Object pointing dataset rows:
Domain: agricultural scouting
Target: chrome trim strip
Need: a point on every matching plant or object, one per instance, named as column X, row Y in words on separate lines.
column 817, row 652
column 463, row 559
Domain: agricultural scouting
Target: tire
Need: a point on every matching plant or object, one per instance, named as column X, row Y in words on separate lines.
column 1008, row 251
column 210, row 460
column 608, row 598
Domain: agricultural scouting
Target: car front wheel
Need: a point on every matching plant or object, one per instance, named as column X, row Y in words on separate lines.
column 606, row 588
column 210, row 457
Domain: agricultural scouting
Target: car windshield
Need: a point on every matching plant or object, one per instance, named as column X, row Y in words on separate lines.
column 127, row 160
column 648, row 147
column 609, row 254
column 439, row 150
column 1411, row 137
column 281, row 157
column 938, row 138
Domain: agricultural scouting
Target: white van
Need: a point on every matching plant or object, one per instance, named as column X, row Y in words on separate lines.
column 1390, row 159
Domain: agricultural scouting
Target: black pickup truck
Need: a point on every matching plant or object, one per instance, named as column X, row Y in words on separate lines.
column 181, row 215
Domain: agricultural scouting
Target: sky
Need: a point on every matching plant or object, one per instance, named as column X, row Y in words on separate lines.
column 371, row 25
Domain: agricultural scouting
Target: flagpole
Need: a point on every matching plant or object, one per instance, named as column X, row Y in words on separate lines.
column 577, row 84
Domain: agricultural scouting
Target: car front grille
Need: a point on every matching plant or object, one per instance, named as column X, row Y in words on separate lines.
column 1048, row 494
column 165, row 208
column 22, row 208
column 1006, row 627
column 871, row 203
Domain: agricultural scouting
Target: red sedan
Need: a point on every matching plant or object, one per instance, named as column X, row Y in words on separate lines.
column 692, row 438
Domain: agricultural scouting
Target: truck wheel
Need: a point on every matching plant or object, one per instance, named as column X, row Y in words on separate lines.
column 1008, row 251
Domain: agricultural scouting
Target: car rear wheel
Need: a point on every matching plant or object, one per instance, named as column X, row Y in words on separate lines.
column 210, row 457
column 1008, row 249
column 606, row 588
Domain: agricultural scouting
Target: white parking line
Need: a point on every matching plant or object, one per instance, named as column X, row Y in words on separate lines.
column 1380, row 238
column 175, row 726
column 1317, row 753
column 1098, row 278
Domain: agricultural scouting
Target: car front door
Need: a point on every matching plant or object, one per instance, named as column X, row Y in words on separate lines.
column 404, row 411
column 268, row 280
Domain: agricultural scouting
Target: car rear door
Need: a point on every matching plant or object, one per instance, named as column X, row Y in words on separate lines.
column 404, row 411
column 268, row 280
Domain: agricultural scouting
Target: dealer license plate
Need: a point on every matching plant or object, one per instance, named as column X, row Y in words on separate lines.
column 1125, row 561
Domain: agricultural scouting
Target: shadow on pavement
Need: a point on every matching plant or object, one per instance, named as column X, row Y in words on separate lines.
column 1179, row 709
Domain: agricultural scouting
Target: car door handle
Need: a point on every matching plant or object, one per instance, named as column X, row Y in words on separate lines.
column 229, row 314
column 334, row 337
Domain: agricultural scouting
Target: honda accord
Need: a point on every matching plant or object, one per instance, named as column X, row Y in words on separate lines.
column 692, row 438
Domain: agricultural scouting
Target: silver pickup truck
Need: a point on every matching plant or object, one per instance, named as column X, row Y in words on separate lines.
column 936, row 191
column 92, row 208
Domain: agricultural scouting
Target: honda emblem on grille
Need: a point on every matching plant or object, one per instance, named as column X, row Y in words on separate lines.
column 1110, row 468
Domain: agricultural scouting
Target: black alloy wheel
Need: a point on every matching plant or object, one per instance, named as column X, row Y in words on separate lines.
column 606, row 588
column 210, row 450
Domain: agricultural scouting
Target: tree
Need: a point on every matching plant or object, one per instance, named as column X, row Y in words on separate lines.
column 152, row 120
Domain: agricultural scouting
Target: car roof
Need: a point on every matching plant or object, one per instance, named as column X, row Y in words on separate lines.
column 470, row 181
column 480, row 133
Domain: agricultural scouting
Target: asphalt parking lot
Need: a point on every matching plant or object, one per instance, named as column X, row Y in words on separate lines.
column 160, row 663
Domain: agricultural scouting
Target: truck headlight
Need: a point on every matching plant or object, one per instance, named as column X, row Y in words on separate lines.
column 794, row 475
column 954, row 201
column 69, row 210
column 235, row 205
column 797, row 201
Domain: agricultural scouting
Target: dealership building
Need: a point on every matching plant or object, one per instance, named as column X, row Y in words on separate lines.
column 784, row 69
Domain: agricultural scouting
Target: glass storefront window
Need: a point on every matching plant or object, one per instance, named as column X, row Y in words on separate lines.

## [DIRECTIONS]
Every line of the records above needs to be given again exactly.

## [OUTPUT OF THE EXERCISE]
Domain: agricultural scouting
Target: chrome trim strip
Need: a point on every matching plant or object, one per instance, named as column X, row Y in words on separate lines.
column 817, row 652
column 463, row 559
Domain: agricultural scouting
Target: tire
Need: a point on every matching plant or object, one per instance, named as column X, row Y in words on separate lines.
column 1008, row 251
column 210, row 460
column 608, row 598
Domain: agricultural scouting
Target: car front wheel
Need: a point on every matching plant or object, one per instance, named as column X, row Y in words on separate lines.
column 606, row 588
column 210, row 457
Domain: agricultural scouting
Target: car windshield
Need: a point on every matching plant or object, one per instance, named as column X, row Y in words on separate lines.
column 127, row 160
column 648, row 147
column 609, row 254
column 439, row 150
column 1411, row 137
column 281, row 157
column 938, row 138
Domain: agricultural scouting
Target: white van
Need: a point on every matching plant or object, one per instance, named as column X, row Y in words on separate lines.
column 1390, row 159
Domain: agricultural scouting
Target: black pickup truck
Need: a point on every matching plant or object, one per instance, named as column X, row Y in words on separate lines.
column 181, row 215
Domain: agricultural scouting
Target: sky
Need: a point on every matching plant or object, one per instance, named as column X, row Y in words on separate lines.
column 371, row 25
Domain: agricultural scouting
Target: flagpole
Need: a point on every matching plant or object, one per instance, named as column X, row Y in words on separate lines.
column 577, row 84
Domain: agricultural scouting
Target: car front grille
Need: a point on every matching plant or object, one per instance, named as column X, row Y in words on separate lines.
column 1048, row 494
column 165, row 208
column 22, row 208
column 1006, row 627
column 871, row 203
Domain: agricultural scouting
Target: red sedan
Need: a point on every matching plant or object, one per instance, named as column X, row Y in words on separate lines.
column 692, row 438
Domain: agricultural scouting
Target: truck wheel
Need: a point on every matching plant or object, one per instance, named as column X, row Y in words on separate lines.
column 1008, row 251
Domain: agricultural scouting
Target: car rear wheel
Need: a point on every matching plant or object, one per instance, named as column X, row Y in words on separate lines.
column 210, row 457
column 1008, row 249
column 606, row 588
Domain: agricultural scouting
Target: white parking line
Need: a point on every matching plant or object, one per instance, named as column X, row Y in words on separate lines.
column 1380, row 238
column 175, row 726
column 1317, row 753
column 1098, row 278
Domain: agricultural scouting
Target: car front door
Need: a point on every matching plant or object, one per instance, named as column X, row Y in words on separate lines.
column 404, row 411
column 268, row 280
Domain: agricultural scouting
Target: car rear door
Need: a point on every matching plant or object, one per instance, named as column X, row Y in words on separate lines.
column 404, row 411
column 268, row 280
Domain: agricultural scouting
Target: dealer license plate
Need: a point on every matching plant or object, one per instance, named as column X, row Y in words on separate lines.
column 1125, row 561
Domain: agricultural scouting
Target: shadow on pavement
Need: a point on every matching plant or object, one per instance, named as column X, row Y in words on separate lines.
column 1179, row 709
Domain: agricultural scouting
Target: car door handle
Need: a point on every matching plant or object, one per instance, named as column X, row Y in words on separate lines.
column 229, row 314
column 334, row 337
Domain: agricultural scouting
Target: honda accord
Need: a point on every matching plant or object, one per instance, named as column X, row Y in words on separate lines.
column 692, row 438
Domain: agricultural scouting
Target: silver pickup truck
Need: a point on every matching plant or object, one per instance, named as column X, row Y in words on separate lines.
column 936, row 191
column 92, row 208
Domain: agricultural scouting
Target: honda emblem on grille
Need: a point on every matching plant or object, one per instance, named as column X, row Y in words on separate lines.
column 1110, row 468
Domain: agricultural scouting
Target: black alloy wheel
Need: a point on every matching plant or object, one per instance, named as column X, row Y in words on separate lines.
column 606, row 588
column 210, row 450
Domain: agricultural scouting
Target: tree
Need: a point on every matching plant or object, one per instance, named as column X, row Y in words on separate lines.
column 152, row 120
Domain: agricultural scouting
Target: car roof
Need: a point on every matching plant or object, one per instance, named as column X, row Y in words on separate lines.
column 470, row 181
column 480, row 133
Domain: agricultural scouting
Target: asphalt parking lot
Need: a point on every matching plant or object, one per instance, named as column X, row Y in words on separate lines.
column 160, row 663
Domain: agricultural scouting
Target: truck headlight
Need: a point on every matching plant or object, one per instance, named as column X, row Y in words on separate lines.
column 794, row 475
column 954, row 201
column 69, row 210
column 235, row 205
column 797, row 201
Domain: agricultural scouting
Target: dealership building
Need: a point on every matching plant or object, one per instance, named as column X, row Y in words on separate lines.
column 784, row 69
Domain: agricultural scouting
Target: glass storefront window
Need: a point on every matching plant or object, one per instance, named as column X, row Y in words on separate lines.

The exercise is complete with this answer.